==== Record excerpts

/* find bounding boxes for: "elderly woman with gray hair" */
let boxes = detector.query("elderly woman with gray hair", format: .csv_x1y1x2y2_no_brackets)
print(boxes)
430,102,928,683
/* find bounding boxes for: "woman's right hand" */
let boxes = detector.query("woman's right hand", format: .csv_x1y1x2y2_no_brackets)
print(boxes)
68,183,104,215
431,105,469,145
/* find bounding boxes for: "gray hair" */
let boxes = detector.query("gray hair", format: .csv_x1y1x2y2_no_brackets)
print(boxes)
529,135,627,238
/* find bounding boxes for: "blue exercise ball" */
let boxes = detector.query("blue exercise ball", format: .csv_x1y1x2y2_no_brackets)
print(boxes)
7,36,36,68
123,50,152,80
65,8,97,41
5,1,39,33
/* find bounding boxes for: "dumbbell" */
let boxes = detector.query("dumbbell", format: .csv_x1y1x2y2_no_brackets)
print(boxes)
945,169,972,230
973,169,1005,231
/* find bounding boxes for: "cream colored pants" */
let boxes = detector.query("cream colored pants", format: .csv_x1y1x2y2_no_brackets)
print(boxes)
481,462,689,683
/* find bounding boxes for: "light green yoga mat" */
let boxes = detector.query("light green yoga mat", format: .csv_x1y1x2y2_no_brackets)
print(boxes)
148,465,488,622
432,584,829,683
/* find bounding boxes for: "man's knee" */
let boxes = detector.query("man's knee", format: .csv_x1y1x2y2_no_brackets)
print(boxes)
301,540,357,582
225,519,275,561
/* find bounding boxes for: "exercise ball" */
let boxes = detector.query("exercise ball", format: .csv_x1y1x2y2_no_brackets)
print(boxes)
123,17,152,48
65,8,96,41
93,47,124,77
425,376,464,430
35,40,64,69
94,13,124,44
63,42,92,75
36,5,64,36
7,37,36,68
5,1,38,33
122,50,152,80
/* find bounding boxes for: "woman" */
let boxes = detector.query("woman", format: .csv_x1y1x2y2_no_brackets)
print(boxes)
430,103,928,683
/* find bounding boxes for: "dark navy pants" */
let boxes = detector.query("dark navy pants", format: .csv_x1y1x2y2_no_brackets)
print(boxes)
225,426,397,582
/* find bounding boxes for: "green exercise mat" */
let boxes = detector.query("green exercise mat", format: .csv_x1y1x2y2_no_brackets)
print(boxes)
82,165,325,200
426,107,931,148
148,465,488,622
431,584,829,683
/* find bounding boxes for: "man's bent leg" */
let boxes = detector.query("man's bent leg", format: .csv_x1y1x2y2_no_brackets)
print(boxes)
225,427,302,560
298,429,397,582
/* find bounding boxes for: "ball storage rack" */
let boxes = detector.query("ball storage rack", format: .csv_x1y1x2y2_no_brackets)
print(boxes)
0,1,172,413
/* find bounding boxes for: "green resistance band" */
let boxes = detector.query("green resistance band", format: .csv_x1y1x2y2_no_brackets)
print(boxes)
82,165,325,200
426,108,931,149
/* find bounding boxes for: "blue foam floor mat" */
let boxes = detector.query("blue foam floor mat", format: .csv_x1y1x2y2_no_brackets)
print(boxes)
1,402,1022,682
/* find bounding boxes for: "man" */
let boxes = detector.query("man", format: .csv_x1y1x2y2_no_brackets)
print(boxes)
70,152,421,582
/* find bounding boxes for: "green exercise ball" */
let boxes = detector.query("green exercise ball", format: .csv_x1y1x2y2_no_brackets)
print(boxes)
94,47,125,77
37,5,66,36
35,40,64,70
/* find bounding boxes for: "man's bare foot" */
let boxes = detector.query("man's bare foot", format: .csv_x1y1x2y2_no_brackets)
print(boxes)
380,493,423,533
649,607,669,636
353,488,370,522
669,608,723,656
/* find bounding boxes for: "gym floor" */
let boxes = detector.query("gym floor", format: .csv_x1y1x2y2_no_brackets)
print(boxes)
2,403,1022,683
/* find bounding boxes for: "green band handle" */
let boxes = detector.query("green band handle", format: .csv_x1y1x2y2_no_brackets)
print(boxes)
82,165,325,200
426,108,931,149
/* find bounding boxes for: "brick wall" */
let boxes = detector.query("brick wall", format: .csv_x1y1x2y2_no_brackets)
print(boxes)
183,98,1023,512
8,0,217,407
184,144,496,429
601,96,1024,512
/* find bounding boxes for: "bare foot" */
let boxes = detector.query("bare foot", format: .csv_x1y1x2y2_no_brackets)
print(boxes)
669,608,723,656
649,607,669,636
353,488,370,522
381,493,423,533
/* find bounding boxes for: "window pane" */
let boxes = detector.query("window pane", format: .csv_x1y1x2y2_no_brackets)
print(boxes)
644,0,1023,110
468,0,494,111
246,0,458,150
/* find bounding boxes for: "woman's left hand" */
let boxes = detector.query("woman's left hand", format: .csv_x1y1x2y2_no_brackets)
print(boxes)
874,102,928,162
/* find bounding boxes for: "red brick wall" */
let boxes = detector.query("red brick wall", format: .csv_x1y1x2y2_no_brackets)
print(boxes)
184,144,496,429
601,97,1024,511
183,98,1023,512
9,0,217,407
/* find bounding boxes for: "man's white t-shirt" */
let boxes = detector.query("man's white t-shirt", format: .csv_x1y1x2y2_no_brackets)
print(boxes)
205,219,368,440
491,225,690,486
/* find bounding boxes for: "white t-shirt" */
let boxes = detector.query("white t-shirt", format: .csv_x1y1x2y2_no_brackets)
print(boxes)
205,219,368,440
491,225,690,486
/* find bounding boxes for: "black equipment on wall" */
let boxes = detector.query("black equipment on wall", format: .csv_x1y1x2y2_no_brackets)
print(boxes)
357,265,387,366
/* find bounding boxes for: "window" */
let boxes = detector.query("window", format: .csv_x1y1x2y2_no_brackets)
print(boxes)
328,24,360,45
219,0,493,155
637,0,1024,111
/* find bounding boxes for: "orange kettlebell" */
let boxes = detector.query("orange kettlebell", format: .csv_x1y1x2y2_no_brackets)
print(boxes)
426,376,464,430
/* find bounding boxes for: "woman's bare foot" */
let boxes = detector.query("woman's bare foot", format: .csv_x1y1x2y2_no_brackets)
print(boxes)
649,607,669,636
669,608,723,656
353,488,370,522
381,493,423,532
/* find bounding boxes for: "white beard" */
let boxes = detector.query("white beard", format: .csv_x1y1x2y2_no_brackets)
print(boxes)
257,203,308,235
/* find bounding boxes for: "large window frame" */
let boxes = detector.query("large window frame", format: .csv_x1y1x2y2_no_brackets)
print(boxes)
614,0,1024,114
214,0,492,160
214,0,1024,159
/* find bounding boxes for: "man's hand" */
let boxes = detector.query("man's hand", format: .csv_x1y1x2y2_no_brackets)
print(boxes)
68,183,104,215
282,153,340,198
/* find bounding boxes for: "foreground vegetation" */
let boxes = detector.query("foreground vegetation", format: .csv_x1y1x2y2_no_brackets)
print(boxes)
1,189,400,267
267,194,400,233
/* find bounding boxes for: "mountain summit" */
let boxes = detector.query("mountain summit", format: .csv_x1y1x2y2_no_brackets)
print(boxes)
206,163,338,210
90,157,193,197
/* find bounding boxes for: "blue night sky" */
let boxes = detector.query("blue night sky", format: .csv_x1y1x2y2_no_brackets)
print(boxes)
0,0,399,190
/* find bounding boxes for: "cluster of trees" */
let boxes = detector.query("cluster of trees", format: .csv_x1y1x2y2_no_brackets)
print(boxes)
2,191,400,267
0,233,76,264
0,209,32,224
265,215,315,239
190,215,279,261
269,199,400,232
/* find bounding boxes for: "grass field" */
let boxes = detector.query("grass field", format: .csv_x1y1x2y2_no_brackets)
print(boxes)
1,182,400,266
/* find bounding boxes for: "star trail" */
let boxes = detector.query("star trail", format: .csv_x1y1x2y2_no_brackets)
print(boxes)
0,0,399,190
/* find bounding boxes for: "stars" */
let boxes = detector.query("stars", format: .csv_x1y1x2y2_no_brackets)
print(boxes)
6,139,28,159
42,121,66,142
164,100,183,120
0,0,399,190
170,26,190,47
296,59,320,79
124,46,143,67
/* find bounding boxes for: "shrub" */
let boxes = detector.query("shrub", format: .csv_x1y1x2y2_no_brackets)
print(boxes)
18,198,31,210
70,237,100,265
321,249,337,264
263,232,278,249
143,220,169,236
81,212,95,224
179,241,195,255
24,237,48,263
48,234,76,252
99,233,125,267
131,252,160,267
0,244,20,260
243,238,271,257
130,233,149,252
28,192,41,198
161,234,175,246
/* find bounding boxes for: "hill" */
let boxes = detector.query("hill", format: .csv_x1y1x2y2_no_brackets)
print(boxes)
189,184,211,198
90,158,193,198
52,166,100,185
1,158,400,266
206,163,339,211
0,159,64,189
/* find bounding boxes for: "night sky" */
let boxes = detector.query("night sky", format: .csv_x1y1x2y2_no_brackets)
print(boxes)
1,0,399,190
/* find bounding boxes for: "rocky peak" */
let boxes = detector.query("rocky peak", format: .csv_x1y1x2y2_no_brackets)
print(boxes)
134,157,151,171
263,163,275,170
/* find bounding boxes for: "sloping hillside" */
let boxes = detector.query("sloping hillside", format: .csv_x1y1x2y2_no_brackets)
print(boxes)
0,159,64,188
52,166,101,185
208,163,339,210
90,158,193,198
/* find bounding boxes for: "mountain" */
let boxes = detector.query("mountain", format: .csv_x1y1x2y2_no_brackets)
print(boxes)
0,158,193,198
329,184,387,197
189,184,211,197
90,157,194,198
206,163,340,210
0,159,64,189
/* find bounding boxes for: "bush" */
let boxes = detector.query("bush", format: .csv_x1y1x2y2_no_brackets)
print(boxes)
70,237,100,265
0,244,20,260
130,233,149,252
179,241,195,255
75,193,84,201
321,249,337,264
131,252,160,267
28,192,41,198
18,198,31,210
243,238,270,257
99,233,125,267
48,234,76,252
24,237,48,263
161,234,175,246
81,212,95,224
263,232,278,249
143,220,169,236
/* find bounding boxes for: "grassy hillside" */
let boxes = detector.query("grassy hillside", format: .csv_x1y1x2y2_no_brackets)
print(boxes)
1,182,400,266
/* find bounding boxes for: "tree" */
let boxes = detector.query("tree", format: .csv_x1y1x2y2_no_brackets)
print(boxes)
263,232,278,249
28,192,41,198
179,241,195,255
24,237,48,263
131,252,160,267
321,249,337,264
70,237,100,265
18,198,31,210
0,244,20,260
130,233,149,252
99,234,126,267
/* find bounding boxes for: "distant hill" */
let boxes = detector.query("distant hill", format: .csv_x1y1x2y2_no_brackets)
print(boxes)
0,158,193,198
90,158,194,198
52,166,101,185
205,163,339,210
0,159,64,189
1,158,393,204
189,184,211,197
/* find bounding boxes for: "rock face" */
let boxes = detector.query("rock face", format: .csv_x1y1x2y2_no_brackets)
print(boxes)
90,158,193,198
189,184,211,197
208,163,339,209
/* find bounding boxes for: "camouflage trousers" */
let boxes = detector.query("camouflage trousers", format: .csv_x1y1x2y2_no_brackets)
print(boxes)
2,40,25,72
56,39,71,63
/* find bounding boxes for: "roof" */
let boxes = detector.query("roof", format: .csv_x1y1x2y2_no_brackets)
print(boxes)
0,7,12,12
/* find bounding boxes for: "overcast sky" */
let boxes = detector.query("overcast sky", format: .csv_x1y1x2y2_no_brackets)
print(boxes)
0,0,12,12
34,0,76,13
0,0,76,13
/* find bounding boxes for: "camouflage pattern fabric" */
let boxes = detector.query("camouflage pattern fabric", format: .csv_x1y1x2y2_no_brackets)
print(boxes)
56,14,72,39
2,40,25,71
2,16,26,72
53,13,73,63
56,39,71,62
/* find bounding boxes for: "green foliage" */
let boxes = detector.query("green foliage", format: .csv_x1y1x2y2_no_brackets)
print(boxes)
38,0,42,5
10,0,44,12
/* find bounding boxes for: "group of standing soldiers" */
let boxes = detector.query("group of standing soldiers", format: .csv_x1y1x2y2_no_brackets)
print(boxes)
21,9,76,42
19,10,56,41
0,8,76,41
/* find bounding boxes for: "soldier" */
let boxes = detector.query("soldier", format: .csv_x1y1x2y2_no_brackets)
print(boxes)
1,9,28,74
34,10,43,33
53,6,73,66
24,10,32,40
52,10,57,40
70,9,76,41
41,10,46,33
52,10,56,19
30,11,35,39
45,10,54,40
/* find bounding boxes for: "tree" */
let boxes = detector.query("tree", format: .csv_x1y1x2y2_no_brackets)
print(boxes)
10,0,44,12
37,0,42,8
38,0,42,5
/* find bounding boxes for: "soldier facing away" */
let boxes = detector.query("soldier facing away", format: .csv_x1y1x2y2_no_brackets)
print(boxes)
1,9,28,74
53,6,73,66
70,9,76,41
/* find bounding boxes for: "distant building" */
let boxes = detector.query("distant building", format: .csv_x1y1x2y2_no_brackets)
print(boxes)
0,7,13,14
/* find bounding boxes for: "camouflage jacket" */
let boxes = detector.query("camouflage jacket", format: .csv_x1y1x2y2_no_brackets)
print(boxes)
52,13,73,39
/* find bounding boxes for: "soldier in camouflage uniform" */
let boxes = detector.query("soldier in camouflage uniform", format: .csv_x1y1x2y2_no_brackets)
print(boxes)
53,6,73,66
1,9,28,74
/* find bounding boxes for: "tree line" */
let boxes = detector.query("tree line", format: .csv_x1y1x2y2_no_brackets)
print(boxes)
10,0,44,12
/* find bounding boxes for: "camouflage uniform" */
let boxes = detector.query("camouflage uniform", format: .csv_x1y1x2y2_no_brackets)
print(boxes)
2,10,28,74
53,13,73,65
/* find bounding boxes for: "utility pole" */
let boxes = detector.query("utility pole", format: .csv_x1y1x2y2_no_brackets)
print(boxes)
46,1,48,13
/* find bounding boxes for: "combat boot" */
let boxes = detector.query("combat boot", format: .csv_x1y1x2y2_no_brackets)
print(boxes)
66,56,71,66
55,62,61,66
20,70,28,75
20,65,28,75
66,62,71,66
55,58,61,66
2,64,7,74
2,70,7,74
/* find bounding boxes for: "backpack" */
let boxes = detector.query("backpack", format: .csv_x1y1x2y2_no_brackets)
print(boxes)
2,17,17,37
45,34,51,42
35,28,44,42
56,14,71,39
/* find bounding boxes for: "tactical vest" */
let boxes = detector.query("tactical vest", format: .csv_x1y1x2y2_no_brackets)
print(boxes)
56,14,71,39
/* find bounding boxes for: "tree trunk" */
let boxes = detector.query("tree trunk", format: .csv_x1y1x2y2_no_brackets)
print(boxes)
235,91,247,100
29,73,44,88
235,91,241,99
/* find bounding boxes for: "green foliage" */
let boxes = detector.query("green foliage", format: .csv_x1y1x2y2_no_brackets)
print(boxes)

========

Activity
Read through the entries and copy every line that includes "tactical".

Your response
/* find bounding boxes for: "tactical vest" */
let boxes = detector.query("tactical vest", format: .csv_x1y1x2y2_no_brackets)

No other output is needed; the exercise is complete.